— START —

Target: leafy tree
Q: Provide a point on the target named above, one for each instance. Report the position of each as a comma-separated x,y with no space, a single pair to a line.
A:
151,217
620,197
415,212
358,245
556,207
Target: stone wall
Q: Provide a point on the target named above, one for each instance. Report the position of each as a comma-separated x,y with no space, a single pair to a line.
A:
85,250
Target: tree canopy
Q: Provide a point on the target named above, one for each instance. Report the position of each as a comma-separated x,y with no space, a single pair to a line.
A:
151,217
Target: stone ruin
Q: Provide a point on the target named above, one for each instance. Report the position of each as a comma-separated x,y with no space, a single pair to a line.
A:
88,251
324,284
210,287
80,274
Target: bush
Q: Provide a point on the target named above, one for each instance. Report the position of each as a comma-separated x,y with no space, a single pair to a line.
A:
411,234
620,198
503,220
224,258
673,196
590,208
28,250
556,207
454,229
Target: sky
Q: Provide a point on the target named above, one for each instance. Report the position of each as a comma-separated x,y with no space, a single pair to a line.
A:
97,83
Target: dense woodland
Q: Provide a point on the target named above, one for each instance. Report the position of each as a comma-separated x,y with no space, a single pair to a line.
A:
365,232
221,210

— END —
— START —

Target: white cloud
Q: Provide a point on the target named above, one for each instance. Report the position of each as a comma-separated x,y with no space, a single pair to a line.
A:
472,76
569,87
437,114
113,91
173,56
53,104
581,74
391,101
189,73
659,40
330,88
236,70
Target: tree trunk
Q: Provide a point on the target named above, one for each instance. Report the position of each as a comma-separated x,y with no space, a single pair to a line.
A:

— END —

■ **Stated goal**
Gather every line from the records above that contains the word "tree", and copy each of those lines out on its own line.

■ **Right answer**
Target: leafy tree
Target: tree canopy
Target: tree trunk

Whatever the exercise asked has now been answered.